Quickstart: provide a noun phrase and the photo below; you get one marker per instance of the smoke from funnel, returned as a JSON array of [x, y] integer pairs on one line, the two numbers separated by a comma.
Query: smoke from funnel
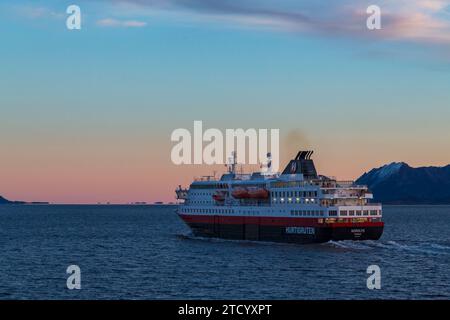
[[291, 143]]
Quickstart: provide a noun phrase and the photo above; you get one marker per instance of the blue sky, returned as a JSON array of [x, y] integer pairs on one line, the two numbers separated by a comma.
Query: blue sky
[[139, 69]]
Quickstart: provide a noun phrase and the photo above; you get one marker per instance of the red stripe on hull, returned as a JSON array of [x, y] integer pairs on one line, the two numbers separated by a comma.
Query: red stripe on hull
[[274, 221]]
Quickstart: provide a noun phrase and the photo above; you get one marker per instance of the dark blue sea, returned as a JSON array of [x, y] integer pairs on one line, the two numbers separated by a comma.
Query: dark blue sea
[[146, 252]]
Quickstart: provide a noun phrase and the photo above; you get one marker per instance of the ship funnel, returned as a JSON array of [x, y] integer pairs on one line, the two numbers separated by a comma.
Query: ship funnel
[[302, 164]]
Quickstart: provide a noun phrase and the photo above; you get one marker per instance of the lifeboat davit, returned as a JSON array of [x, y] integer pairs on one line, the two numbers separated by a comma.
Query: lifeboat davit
[[219, 196], [240, 193], [258, 193]]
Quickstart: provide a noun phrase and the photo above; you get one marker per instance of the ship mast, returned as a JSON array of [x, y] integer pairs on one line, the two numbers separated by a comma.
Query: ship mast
[[232, 162]]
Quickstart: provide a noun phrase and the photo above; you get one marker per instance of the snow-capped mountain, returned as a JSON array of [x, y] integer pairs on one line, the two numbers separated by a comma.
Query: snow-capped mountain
[[399, 183]]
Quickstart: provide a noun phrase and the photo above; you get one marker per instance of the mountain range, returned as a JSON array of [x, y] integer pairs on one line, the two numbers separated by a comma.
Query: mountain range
[[398, 183]]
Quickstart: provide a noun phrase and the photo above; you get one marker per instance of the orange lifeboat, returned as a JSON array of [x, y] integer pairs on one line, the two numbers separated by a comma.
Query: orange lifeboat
[[240, 193], [219, 196], [258, 193]]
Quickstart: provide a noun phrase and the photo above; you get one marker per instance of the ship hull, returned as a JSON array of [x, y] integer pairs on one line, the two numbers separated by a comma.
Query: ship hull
[[288, 230]]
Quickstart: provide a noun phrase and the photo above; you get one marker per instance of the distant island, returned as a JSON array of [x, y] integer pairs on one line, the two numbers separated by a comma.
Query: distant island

Instructions to follow — Copy all of the records above word for word, and leave the pictures out.

Full output —
Quickstart: provide a noun phrase and the photo below; you get one marker per instance of the smoke from funnel, returned as a JSON array of [x, y] integer pairs on one line, the two numbers separated by a comma.
Query: smoke from funnel
[[291, 143]]
Quickstart: provide a noun phrase and the photo above; you get one marker per instance of the blue sky, returned as a JSON array of [x, y] integer pairs on one line, the two numbers separated by a comma.
Query: blue sky
[[139, 69]]
Quickstart: provide a noun phrase and the photo above; you get one marker per instance of the red stripe on hull, returned as a JSON array of [x, y] integer pairs on one line, the two numbers separated by a comma.
Query: red stripe on hull
[[274, 221]]
Quickstart: provide a noun phrase and the photo above; you get one marker per instance of the dark blue sea, returned as a JSON array of [x, y] integer pairs on one line, the two numbers separated by a comma.
Query: dark blue sea
[[146, 252]]
Quickstart: provide a noun phrase and the photo above; you get one marker per instance of the ship funnel, returned as a JSON array of [x, y] integer pairs on one line, the two numbers separated by a comma.
Query: ship funnel
[[302, 164]]
Quickstart: provide a noun phrase and the photo above; you get one marker per instance of the lifeboat davit, returned as a JSON array of [x, y] integer pairs on one line, the two numbers separated by a comma.
Query: lifeboat davit
[[219, 196], [240, 193], [258, 193]]
Quickstart: provide a noun phrase and the photo above; you get one marker per instance of the ship mast, returned as a JSON array of [x, y] integer pairs on one line, the two numbers separated by a comma.
Query: ship mast
[[232, 162]]
Quickstart: provide a noun phrase and the photo above; you get one marker per instance of the snow-capped mountain, returned as a JSON array of [x, y] integer pairs on one line, the two numbers separated by a comma.
Query: snow-capped mountain
[[399, 183]]
Quickstart: provide a noun phrase and the photo above; you get one marker per instance of the mountain range, returned as a JSON array of [x, y] integer pairs on one line, the two numbers separated by a comma.
Query: mountain range
[[398, 183]]
Quickstart: provide a noun phrase and the photo above; you get one marker per instance of the orange lifeboat, returned as a JSON array of [x, y] integer pairs on one line, the two numbers separated by a comma.
Query: orange lifeboat
[[240, 193], [219, 196], [258, 193]]
Quickstart: provide a noun phrase and the photo above; you get one marker per instance of the ship hull, returned as a JSON array of [x, y] integer pairs on one line, the two numbers separated by a comma.
Query: ship hull
[[288, 230]]
Quickstart: provide a noun phrase and the photo above; you get one marker per instance of the distant island, returned as a JSON array of [x, y] integer pairs on one line, the two numbers separated by a comma.
Query: distant island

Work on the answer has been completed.